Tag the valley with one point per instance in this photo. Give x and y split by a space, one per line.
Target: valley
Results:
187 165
* * *
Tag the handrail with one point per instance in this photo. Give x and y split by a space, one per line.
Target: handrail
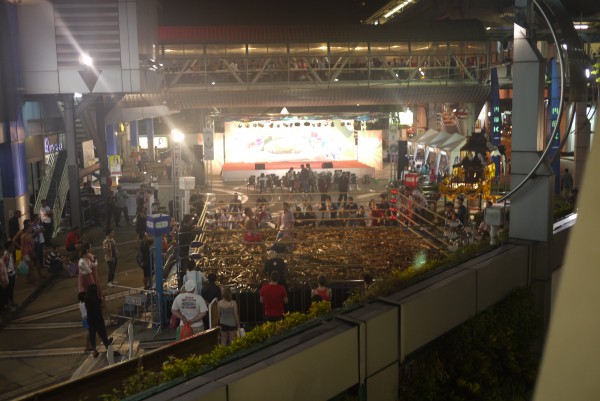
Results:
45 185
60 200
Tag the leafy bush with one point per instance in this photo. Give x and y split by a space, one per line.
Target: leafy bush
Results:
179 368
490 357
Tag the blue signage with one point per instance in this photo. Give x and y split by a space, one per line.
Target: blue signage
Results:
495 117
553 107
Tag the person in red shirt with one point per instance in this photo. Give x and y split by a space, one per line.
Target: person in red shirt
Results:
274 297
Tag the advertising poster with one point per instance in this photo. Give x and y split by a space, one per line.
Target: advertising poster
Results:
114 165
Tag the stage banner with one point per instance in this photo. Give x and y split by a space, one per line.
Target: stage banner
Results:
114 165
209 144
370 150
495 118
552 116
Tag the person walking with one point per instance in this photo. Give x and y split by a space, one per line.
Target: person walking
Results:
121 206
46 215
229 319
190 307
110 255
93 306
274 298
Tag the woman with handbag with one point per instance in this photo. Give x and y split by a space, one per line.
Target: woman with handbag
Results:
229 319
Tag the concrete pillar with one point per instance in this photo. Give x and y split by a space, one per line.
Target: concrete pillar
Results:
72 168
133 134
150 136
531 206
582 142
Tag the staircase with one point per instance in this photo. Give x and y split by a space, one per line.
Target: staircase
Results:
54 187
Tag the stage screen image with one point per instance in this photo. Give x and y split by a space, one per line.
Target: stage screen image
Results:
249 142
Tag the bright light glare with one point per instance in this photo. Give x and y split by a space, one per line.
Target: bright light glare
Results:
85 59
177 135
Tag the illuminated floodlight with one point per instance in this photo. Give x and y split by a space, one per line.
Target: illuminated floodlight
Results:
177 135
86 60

Short problem:
Pick out every line of the data above that contains the word "handbag", and copy each one.

Solved problem:
Tag the woman with handbag with one point per instance in this photo. Give x and y split by a space, one per line.
Target: woman with handbag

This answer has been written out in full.